Annotated coordinate items:
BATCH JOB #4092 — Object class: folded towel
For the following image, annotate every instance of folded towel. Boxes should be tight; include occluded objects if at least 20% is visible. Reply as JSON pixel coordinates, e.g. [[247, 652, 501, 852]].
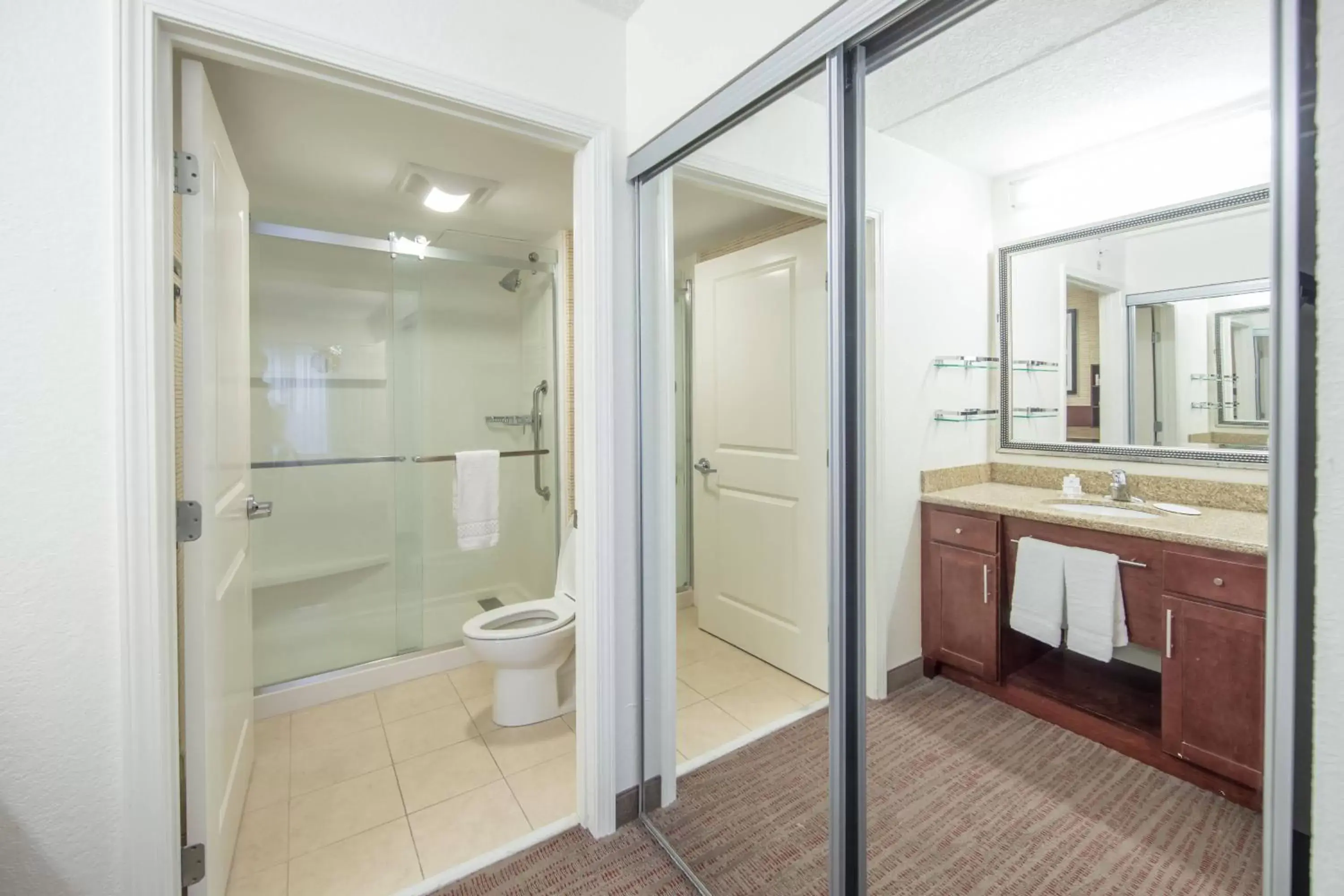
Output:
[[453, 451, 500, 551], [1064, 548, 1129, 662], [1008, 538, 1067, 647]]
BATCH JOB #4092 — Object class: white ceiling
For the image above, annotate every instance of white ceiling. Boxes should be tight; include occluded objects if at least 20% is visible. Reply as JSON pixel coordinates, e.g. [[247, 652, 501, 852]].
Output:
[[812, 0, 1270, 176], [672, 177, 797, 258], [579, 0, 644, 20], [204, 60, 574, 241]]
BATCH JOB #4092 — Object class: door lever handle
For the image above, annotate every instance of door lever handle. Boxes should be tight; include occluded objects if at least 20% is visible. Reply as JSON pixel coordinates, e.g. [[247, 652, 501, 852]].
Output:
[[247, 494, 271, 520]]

- WRITTEN TASK
Present every line of the items above as a numbered list, skipping any blank lines. Omit the pictures from your answer.

- RESULT
1. BATCH JOB #4092 — Object class: folded towel
2. For the following image, annotate every instance of folded towel. Boxes should be tight; include occluded objects if at least 20% is visible. Reply as JSON pixel coordinates, e.g. [[247, 652, 501, 852]].
3. Output:
4. [[453, 451, 500, 551], [1064, 548, 1129, 662], [1008, 538, 1067, 647]]
5. BATCH JOB #4092 — Object class: white ceiling
6. For the image above, annotate every instance of white ceiling. Boxes should be tight; include occluded objects if at least 20% is visible. Reply as JSON pixel coordinates, e.g. [[247, 652, 501, 852]].
7. Output:
8. [[812, 0, 1270, 176], [672, 177, 797, 258], [579, 0, 644, 20], [204, 60, 574, 241]]
9. BATCH JOB #4092 — Object class: door lever handle
10. For the image above, annotate every instance of door lever handle. Boxes should be tight; include occluded objects if at least 20% is visible. Reply as JSON pixel coordinates, e.g. [[247, 652, 501, 852]].
11. Output:
12. [[247, 494, 271, 520]]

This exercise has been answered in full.